** Start EXCERPTED DATA **
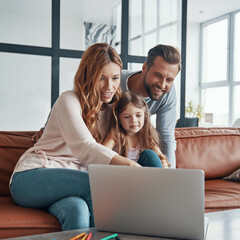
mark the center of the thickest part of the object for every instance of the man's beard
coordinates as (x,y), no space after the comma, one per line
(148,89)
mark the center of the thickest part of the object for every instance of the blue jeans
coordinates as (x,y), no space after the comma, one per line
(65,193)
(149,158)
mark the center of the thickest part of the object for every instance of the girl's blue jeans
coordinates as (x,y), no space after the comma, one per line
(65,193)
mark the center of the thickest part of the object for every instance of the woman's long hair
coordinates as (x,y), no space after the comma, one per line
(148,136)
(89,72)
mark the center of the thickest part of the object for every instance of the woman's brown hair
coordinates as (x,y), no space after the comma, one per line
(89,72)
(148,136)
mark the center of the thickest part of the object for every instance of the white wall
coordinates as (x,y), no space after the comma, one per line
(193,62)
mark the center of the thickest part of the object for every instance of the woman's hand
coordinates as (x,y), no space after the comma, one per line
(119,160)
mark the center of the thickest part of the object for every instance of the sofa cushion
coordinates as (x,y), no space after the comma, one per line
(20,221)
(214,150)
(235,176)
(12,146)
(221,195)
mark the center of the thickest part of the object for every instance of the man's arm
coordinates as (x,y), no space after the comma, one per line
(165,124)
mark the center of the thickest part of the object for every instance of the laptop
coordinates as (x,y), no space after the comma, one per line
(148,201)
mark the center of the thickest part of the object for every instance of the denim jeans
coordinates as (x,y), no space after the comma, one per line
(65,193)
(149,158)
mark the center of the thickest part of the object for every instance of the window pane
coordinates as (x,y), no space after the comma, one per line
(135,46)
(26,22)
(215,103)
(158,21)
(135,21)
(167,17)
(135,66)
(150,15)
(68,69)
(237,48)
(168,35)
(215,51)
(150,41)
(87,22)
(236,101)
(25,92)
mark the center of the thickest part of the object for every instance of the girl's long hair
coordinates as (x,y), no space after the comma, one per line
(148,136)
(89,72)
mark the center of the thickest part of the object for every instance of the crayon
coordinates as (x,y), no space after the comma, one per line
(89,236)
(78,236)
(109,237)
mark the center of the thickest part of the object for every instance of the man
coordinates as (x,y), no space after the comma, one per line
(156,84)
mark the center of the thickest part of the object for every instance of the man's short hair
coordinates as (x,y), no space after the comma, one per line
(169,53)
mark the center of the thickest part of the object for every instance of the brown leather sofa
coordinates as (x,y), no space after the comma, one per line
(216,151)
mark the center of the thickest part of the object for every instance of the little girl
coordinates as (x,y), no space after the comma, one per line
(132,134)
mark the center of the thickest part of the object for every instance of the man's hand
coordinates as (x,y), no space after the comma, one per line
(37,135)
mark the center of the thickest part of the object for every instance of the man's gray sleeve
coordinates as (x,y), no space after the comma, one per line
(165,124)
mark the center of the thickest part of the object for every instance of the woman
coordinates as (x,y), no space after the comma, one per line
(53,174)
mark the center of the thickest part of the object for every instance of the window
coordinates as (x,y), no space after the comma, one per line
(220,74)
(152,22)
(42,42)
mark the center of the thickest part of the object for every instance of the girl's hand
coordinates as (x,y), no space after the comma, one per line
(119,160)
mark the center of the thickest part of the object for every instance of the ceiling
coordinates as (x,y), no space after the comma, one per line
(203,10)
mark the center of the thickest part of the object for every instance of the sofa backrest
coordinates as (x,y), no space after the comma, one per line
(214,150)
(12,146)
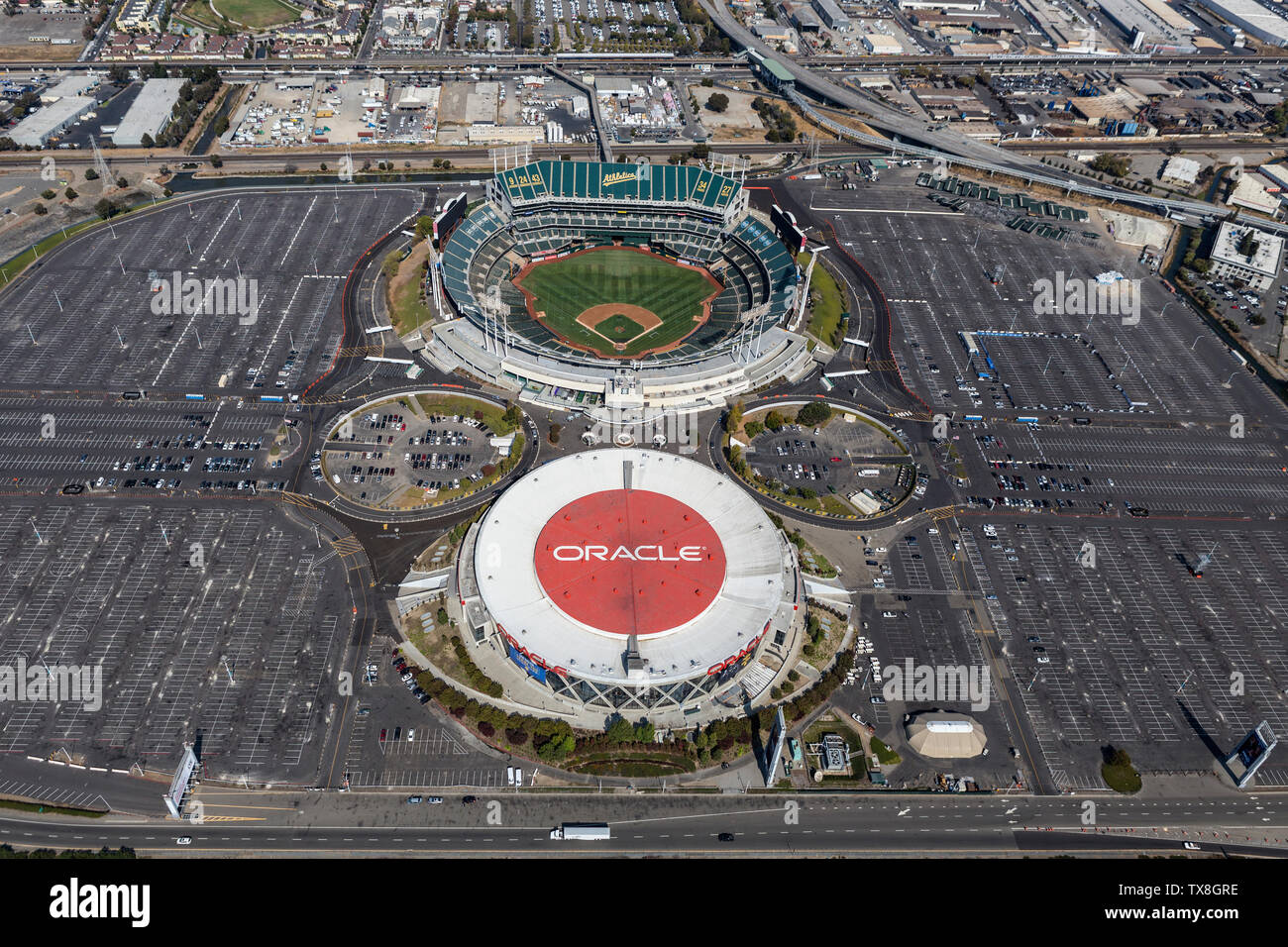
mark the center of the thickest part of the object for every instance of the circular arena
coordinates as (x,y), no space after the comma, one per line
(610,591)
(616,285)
** End EXCERPTED DATA **
** Start EXCERPTED DATA **
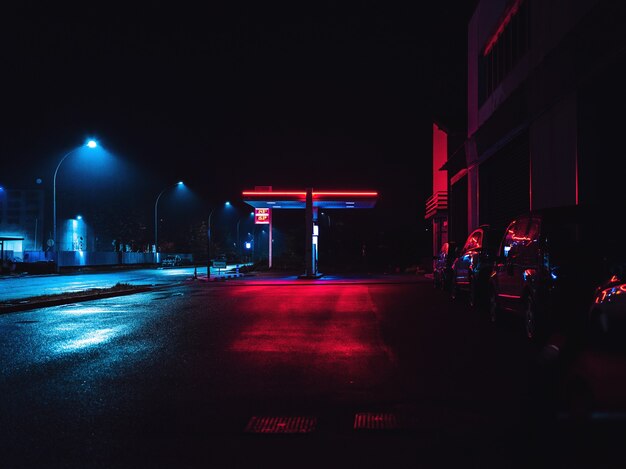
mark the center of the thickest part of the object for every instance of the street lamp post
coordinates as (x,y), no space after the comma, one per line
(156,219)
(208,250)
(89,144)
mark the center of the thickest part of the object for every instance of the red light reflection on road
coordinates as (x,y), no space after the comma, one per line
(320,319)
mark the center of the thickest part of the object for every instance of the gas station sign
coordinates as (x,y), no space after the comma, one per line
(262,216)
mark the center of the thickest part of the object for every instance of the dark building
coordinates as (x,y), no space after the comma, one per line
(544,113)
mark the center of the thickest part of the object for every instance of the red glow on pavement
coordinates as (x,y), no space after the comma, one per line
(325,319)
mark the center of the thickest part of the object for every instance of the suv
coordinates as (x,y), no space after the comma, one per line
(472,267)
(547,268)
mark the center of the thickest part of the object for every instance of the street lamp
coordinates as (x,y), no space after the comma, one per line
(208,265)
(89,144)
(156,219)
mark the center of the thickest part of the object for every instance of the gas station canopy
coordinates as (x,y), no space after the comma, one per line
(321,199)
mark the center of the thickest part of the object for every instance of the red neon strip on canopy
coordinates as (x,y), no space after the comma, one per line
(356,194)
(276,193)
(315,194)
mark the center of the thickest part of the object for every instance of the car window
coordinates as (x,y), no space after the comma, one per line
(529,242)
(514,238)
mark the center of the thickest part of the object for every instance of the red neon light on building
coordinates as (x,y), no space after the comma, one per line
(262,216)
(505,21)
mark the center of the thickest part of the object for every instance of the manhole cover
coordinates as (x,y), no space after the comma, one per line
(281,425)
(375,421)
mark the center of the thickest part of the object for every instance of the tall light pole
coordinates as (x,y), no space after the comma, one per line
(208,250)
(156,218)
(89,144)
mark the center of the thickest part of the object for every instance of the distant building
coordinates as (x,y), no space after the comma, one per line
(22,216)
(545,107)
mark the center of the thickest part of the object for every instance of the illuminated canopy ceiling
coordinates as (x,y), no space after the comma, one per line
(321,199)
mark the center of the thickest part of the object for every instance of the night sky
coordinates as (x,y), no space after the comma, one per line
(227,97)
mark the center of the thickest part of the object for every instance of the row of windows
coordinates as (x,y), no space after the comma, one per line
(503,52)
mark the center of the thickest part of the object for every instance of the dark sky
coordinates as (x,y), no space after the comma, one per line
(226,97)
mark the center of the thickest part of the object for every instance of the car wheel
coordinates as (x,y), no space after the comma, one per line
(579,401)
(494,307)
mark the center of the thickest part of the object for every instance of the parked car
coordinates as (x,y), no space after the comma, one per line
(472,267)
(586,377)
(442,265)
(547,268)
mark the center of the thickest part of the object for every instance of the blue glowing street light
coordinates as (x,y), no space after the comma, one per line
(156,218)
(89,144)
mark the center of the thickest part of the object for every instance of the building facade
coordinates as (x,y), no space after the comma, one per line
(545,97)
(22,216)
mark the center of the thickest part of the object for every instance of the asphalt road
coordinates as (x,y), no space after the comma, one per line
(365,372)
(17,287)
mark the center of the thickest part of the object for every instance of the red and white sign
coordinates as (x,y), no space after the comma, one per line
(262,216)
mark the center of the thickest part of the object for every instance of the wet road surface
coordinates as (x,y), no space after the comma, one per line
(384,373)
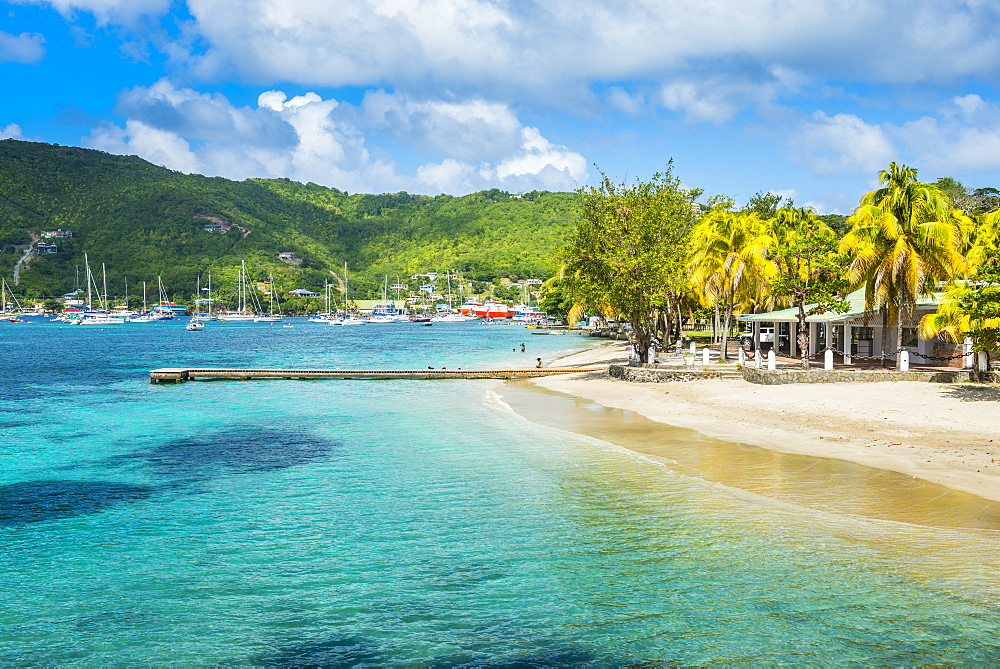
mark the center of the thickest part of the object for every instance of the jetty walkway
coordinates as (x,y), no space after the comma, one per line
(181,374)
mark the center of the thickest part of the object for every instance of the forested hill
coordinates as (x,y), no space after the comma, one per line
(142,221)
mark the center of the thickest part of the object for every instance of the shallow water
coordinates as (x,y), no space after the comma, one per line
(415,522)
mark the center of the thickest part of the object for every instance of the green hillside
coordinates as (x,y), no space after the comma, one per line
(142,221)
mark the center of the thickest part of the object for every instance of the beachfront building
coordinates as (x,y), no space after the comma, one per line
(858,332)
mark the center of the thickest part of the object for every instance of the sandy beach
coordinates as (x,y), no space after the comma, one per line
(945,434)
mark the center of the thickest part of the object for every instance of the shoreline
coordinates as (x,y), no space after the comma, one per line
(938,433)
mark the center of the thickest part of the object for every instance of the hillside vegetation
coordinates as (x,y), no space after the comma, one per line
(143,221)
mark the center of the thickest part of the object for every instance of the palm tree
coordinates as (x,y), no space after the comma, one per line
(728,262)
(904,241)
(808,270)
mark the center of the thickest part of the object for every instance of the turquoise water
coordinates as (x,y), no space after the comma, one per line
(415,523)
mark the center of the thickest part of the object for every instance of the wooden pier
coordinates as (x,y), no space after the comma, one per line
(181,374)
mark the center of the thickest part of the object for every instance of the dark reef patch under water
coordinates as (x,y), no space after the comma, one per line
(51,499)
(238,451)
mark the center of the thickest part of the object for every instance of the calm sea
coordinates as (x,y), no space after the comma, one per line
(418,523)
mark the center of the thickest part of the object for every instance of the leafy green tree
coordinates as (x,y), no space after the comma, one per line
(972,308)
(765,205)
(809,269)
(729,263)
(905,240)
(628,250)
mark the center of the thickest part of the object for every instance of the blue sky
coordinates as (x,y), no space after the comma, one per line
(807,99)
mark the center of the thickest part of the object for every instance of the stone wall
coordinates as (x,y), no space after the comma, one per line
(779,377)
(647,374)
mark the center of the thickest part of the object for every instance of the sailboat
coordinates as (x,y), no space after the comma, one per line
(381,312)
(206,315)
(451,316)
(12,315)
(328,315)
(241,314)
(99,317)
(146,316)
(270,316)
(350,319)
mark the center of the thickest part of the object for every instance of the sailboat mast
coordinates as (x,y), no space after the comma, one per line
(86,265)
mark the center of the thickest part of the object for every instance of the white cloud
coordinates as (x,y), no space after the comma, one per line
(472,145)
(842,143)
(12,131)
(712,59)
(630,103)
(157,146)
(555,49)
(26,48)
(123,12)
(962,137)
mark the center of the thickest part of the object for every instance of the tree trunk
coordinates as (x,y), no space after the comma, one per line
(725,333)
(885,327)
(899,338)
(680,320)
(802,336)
** End EXCERPTED DATA **
** Start EXCERPTED DATA **
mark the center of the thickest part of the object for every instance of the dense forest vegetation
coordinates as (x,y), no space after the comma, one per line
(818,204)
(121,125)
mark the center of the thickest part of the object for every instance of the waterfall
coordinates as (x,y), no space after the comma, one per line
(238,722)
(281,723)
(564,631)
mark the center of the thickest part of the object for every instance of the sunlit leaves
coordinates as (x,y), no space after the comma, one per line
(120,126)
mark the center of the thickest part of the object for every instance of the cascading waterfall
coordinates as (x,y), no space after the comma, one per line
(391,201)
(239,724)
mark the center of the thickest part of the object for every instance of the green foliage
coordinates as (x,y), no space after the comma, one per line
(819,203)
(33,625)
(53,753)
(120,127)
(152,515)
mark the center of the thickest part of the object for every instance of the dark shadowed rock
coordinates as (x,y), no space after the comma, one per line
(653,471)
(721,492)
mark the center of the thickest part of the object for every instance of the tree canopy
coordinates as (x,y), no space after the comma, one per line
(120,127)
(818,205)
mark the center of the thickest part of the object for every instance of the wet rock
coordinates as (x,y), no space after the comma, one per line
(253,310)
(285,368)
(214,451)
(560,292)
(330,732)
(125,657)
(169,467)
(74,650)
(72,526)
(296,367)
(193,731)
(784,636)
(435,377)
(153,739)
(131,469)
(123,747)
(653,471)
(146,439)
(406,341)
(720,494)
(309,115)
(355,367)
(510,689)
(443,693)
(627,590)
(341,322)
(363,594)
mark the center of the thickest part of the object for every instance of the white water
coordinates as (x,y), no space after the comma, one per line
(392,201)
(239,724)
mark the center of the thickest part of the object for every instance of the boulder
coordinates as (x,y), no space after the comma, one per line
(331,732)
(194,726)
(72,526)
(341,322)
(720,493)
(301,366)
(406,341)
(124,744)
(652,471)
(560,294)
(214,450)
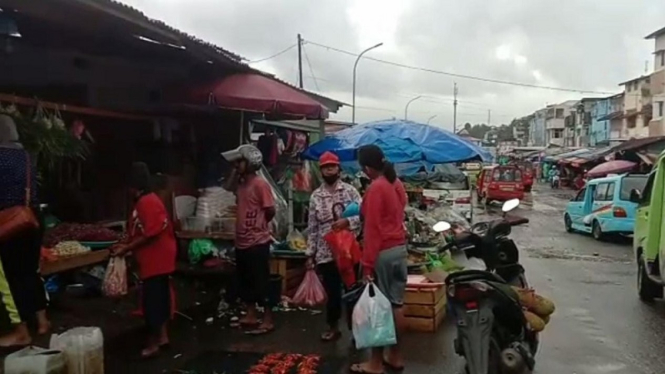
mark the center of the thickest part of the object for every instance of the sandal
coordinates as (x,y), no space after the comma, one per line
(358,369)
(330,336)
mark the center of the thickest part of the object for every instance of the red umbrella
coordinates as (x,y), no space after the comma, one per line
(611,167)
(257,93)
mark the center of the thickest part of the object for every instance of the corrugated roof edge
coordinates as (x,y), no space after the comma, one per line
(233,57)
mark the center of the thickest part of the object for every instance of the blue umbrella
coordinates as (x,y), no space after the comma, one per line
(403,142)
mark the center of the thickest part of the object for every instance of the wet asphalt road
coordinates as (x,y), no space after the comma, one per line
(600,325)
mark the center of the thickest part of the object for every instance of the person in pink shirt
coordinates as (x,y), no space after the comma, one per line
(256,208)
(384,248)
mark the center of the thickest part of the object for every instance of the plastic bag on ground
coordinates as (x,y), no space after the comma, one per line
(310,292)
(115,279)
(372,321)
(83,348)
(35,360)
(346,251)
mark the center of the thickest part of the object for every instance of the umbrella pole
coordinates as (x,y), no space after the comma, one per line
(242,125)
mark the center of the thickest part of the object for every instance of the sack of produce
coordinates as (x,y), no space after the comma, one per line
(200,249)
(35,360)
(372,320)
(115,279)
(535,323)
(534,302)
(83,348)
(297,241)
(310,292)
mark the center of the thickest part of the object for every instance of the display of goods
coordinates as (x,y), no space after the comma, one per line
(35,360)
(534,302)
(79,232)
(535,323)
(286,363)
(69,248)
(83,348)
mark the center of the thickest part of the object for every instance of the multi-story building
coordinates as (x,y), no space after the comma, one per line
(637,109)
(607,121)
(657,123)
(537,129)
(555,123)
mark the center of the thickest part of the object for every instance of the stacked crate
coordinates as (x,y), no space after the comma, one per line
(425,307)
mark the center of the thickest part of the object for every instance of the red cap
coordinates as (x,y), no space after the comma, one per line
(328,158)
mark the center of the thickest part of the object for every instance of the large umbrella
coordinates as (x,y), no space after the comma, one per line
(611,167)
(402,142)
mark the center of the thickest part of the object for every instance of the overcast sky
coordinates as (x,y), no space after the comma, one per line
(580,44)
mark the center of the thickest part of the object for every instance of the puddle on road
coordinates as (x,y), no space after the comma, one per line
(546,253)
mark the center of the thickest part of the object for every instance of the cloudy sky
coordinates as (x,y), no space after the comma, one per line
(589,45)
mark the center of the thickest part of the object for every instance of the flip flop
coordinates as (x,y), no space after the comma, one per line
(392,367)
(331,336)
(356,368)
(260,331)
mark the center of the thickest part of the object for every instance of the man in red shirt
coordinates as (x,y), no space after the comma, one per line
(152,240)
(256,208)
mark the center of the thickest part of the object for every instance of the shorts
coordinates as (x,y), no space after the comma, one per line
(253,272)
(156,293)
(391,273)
** End EXCERPTED DATA **
__SHORT TASK__
Report every line of the records above that contains the string "ceiling", treating uppercase and lowercase letters as distinct.

__SOLUTION TO THE PROBLEM__
mark the center of the thickest part of the object for every instance of the ceiling
mark the center of the thickest part of the object for every instance of the illuminated canopy ceiling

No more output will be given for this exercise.